[Stored entries]
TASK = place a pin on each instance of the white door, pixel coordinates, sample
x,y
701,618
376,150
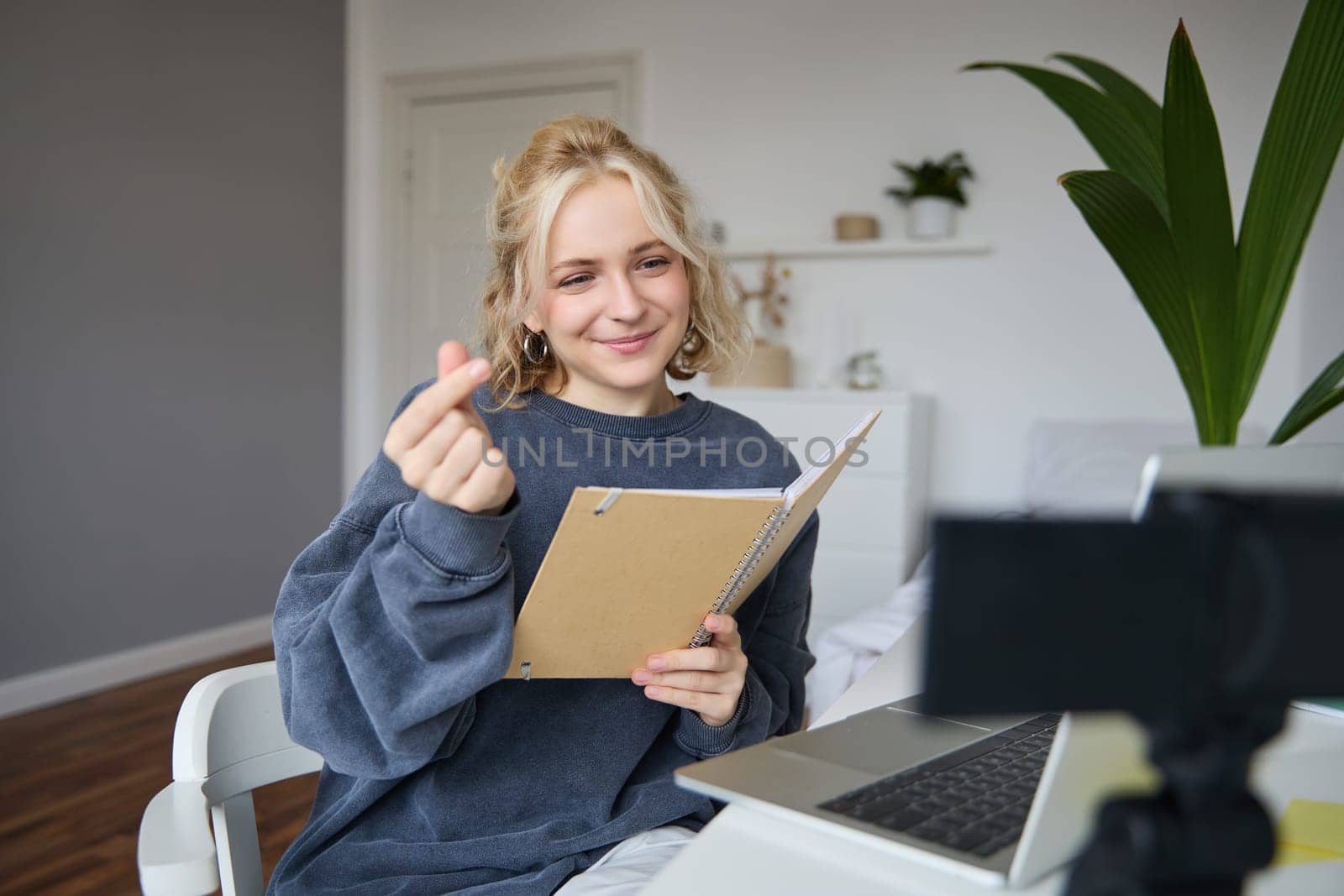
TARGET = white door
x,y
454,144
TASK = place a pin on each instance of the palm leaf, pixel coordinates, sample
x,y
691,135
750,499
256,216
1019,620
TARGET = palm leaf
x,y
1326,392
1296,156
1202,228
1129,226
1121,141
1133,98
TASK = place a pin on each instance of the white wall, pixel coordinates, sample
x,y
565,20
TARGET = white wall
x,y
783,114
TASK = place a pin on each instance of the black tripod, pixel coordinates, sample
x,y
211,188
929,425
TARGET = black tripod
x,y
1203,832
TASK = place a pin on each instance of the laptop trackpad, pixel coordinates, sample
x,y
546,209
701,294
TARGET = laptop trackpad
x,y
884,741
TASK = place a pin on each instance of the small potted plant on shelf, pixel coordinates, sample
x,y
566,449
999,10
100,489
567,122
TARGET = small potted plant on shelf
x,y
932,195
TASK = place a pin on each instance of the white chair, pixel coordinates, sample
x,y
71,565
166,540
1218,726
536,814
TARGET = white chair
x,y
230,739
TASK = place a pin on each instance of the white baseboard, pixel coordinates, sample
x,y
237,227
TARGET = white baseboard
x,y
81,679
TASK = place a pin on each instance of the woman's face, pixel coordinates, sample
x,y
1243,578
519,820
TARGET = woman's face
x,y
608,280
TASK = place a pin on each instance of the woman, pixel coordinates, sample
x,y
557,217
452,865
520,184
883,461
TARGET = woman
x,y
394,627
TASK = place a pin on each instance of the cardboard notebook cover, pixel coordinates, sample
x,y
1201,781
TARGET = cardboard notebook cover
x,y
635,571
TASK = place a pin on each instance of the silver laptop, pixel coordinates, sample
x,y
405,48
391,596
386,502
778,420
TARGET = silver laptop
x,y
999,801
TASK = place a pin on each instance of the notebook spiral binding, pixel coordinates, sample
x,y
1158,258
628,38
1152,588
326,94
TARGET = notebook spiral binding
x,y
749,562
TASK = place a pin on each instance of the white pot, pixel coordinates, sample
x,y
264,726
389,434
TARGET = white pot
x,y
931,217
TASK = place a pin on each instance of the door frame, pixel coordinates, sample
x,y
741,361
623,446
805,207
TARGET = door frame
x,y
374,372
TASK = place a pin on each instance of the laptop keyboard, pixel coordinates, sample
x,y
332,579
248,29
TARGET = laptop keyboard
x,y
974,799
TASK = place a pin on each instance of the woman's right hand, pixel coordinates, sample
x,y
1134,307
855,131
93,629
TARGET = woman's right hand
x,y
441,443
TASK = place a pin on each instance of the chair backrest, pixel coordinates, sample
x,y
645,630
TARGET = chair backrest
x,y
232,738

-- THE TASK --
Apart from the images, the entries above must be returned without alteration.

-- EXERCISE RESULT --
TASK = place a pin on each instance of the white door, pixel coordinates, sample
x,y
701,618
376,150
TARGET = white door
x,y
454,144
TASK = place a pin on each instance of the palm leaf, pixel coordinates, sample
x,y
691,135
750,499
256,216
1019,620
TARGET = palm leaf
x,y
1326,392
1296,156
1202,228
1129,226
1121,141
1133,98
TASK = place a pin on each instance of the white wall, pixel coordinates, sample
x,y
565,20
TARGET = white wall
x,y
783,114
TASK = place a pin on each instance of the black tripod, pixel coordinates, sample
x,y
211,188
929,425
TARGET = black tripod
x,y
1203,832
TASK = place a pin on each instance of the laptop trackpad, pixel coordinates, sample
x,y
546,209
701,294
TARGET = laptop trackpad
x,y
884,741
TASK = place a pin on each instance of the small potted plant on shelf, pixel coordinates, sample
x,y
566,449
999,10
100,489
567,122
TARGET = small potted plant on shelf
x,y
932,195
TASK = place a pin on each instance of the white chair, pixel coordinates, sample
x,y
71,565
166,540
1218,726
536,814
TARGET = white chair
x,y
230,739
TASK = place a pin on each instance of the white baseboard, pixel coordinates, sample
x,y
237,227
TARGET = white baseboard
x,y
81,679
TASK = place a pin on each instance of the woman's face, pixel coordinates, sample
x,y
1243,578
519,820
TARGET = woman's face
x,y
608,280
TASK = place a pin on each instance of the woman, pixel coordinates, sample
x,y
557,217
452,865
520,184
883,461
TARGET = woman
x,y
394,627
TASK = place a pin on each instance of the cardboard notebook cover, pixel coordinates, sample
x,y
1201,781
TARGET = cardboard notebook cover
x,y
635,571
TASK = place a pin on each instance of the silver laptop, pixel coordinates, sample
x,y
405,48
391,596
386,502
778,420
TARGET = silver laptop
x,y
999,801
TASK = place a pin on each instance of the notebook spiral binding, pixel coordinates, sample
x,y
1158,258
628,38
1152,588
326,94
TARGET = notebook spiral binding
x,y
749,562
TASK = place a pin on each instance of the white pot, pixel coordinates, sample
x,y
264,726
389,434
TARGET = white pot
x,y
931,217
TASK = place a pin on each instance of the door frame, pixel coordinates, sample
x,y
741,361
623,446
805,207
TARGET = door frame
x,y
374,372
TASK = place a pin on each instance of the laptop keyboard, pixel coordinates, sample
x,y
332,579
248,29
TARGET = laptop keyboard
x,y
974,799
TASK = place a pin on each instance of the woman's right hand, pixel coordinates, sample
x,y
1134,307
855,131
93,629
TARGET = woman's right hand
x,y
441,443
TASK = place a pin on each instance of the chair backrest, pixel coordinates, sample
x,y
645,630
TARGET = chair backrest
x,y
232,738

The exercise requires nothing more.